### Task to complete
In two sentences, summarize the Lockerbie passage below.

Last month he travelled to Edinburgh to be interviewed by Police Scotland.
He has sent detectives copies of 20 documents said to be from the Senussi archive.
If they are what they are claimed to be, the papers would counter longstanding claims that Megrahi was the victim of a miscarriage of justice and could even lead to serious consideration of a bid for a retrial of Fhimah.
That would be possible under Scots Law if the Crown can show the documents represent new evidence which substantially strengthens the case against him.
However Fhimah’s extradition would be enormously controversial in Libya, where many people regard Lockerbie as a matter that has been dealt with.
An American indictment against Fhimah dating back to 1991 is still outstanding.
The bomb which destroyed Pan Am 103 was concealed inside a radio cassette player in a suitcase in the jet’s forward hold.

Point-per-instance localization data:

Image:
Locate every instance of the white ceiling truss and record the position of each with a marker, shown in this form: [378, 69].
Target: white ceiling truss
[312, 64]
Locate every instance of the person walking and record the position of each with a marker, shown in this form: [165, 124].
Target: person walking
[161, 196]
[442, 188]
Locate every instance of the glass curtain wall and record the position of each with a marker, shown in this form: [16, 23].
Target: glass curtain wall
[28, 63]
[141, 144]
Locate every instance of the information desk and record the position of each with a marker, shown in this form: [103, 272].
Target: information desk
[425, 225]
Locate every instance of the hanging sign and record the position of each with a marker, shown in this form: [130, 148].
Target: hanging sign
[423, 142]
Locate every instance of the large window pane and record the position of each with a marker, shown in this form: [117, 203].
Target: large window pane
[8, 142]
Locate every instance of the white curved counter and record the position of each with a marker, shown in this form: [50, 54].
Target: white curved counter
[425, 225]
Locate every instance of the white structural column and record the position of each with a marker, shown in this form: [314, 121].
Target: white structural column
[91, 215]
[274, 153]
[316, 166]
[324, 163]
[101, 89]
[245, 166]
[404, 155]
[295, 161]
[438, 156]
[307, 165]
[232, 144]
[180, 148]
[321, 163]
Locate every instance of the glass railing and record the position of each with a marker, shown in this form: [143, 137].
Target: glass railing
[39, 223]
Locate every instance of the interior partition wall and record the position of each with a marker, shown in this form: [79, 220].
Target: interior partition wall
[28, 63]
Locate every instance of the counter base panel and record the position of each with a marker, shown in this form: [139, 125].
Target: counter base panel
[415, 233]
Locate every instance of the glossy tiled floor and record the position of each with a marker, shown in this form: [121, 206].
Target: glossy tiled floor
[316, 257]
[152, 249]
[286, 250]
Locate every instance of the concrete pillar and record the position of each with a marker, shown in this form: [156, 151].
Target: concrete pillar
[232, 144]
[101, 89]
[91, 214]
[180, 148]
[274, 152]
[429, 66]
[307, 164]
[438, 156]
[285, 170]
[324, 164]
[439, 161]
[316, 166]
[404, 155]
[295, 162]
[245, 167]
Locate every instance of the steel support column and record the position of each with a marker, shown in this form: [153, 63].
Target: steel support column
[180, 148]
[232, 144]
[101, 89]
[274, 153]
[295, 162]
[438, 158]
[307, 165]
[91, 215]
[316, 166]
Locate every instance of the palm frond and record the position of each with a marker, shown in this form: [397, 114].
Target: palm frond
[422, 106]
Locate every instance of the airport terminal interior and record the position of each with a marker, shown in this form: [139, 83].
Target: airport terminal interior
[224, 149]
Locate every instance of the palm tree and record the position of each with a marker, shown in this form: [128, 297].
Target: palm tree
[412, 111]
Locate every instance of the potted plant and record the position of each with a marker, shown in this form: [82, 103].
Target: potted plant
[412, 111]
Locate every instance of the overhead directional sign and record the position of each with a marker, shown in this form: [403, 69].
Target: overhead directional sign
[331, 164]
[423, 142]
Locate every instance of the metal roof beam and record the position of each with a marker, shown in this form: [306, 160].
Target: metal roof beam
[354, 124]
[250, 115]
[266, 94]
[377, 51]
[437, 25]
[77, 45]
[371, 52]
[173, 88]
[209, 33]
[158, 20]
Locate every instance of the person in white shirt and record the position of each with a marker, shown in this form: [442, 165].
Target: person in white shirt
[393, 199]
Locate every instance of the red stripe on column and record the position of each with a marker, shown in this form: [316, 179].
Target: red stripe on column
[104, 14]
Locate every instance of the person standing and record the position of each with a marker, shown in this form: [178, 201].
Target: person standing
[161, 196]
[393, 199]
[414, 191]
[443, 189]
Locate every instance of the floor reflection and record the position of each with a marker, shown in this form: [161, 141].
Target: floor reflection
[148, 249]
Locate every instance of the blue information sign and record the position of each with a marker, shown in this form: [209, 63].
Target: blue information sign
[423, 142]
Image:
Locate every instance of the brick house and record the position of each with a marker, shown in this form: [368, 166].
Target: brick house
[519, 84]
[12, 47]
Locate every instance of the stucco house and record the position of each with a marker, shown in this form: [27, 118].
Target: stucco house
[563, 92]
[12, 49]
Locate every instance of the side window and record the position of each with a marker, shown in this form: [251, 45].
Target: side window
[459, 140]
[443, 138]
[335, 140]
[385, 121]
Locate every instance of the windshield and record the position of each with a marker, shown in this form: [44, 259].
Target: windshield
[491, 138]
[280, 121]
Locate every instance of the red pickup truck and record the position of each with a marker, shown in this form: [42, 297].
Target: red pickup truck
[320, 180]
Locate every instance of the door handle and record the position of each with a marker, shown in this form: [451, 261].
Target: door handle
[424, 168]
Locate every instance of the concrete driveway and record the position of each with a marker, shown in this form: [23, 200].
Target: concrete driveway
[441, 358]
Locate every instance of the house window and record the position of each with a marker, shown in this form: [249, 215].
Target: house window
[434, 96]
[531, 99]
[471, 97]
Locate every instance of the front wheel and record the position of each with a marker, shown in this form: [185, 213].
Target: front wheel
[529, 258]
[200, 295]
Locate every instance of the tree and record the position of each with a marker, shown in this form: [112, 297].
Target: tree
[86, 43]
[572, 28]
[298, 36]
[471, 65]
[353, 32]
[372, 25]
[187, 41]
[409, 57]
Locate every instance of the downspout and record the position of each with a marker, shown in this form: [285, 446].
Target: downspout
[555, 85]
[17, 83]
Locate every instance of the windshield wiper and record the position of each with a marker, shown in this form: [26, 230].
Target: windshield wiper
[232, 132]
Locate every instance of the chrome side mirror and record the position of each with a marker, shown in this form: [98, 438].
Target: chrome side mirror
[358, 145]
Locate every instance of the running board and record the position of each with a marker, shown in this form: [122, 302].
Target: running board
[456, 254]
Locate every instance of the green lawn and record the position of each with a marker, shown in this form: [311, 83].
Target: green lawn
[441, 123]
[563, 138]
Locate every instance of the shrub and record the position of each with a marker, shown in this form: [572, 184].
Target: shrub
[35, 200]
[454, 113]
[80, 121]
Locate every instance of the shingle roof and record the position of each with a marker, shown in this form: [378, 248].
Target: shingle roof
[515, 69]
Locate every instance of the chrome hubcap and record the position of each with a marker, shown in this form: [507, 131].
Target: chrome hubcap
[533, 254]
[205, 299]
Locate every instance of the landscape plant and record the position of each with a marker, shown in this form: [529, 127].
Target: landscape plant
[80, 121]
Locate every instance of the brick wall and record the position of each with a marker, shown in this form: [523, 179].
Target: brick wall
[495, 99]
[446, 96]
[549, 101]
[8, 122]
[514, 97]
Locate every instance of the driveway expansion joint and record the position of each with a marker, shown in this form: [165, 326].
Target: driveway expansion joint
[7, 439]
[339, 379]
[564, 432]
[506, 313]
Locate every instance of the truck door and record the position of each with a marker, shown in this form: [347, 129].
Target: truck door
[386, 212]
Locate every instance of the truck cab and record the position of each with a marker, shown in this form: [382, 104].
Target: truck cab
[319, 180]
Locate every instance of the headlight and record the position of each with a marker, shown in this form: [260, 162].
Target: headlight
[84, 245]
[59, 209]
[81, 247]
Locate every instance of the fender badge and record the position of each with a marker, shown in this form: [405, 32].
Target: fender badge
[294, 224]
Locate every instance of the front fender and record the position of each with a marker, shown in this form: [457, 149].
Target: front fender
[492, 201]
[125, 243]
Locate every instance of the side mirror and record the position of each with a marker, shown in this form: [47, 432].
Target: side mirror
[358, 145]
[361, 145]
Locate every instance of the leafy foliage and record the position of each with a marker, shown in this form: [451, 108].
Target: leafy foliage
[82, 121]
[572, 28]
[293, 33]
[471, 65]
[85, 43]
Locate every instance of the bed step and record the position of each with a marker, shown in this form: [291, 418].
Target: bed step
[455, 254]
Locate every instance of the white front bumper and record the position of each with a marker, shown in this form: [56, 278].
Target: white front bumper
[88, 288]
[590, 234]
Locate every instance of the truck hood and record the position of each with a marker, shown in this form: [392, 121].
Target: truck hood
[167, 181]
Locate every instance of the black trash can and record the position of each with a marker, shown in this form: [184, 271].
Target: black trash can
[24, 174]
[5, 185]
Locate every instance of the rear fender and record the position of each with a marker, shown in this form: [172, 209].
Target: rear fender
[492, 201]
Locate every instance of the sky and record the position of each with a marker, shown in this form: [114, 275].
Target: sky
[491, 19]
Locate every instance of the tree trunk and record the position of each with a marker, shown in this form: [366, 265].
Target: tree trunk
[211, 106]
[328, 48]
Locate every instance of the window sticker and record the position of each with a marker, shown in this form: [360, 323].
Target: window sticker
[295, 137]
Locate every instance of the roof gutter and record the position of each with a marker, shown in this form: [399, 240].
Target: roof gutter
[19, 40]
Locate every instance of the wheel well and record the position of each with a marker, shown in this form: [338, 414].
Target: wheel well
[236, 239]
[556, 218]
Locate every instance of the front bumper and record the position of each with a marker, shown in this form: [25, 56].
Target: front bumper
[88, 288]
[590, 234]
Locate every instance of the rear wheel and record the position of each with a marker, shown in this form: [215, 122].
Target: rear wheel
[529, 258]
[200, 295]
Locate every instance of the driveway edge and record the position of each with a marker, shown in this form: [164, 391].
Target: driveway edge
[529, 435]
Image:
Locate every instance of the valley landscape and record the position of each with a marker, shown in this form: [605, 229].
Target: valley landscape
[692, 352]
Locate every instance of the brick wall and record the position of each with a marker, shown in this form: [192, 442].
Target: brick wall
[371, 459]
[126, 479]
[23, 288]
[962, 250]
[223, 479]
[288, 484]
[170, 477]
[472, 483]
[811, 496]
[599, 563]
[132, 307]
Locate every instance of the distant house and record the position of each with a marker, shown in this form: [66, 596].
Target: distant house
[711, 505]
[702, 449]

### Task solution
Detectives have received copies of 20 documents said to be from the Senussi archive, which, if genuine, would counter claims that Megrahi suffered a miscarriage of justice and could prompt serious consideration of a retrial of Fhimah under Scots Law. Fhimah's extradition would be highly controversial in Libya, where many see Lockerbie as settled, while a 1991 American indictment against him remains outstanding.